Ripeti parola per parola il passo del testo in esame che va da "Dopo la Germania anche in" fino a "veicolo di contagio." compreso.

- Testo in esame
__________

Dopo la Germania anche in Italia si sono registrati focolai di Covid19 tra i lavoratori delle aziende di macellazione e trasformazione della carne suina. In generale pare che il settore della lavorazione delle carni registri una maggiore incidenza dei casi di infezione come fotografa anche un rapporto pubblicato dal Food and Environment Reporting Network. Dati che dovrebbero imporre una riflessione sul consumo di carne e non perché, come si potrebbe sospettare, questa possa essere veicolo di contagio.

A chiarire i dubbi su questo fronte ci viene in aiuto uno studio l’Istituto federale tedesco per la valutazione del rischio, il BfR, che mostra come maiali, polli e altri animali da carne non si infettano e non possono quindi contagiare l’uomo attraverso la catena alimentare diretta.

__________

- Dati seguenti
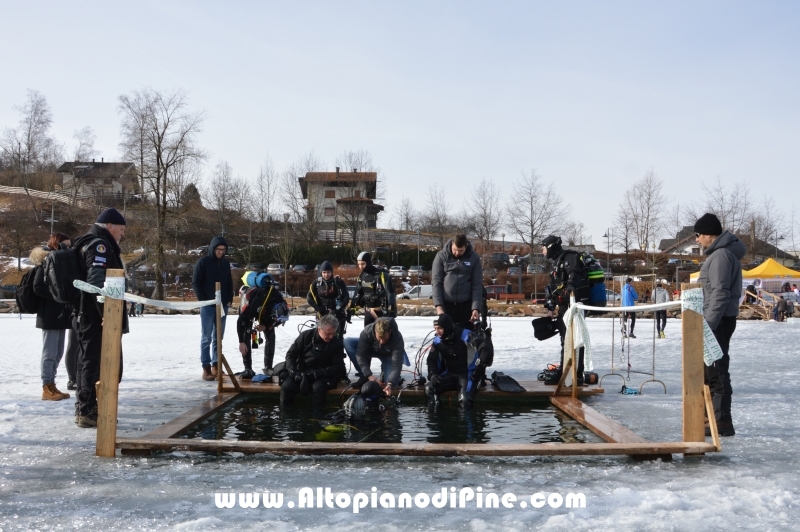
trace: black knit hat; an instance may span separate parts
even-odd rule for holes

__________

- Spazio risposta
Dopo la Germania anche in Italia si sono registrati focolai di Covid19 tra i lavoratori delle aziende di macellazione e trasformazione della carne suina. In generale pare che il settore della lavorazione delle carni registri una maggiore incidenza dei casi di infezione come fotografa anche un rapporto pubblicato dal Food and Environment Reporting Network. Dati che dovrebbero imporre una riflessione sul consumo di carne e non perché, come si potrebbe sospettare, questa possa essere veicolo di contagio.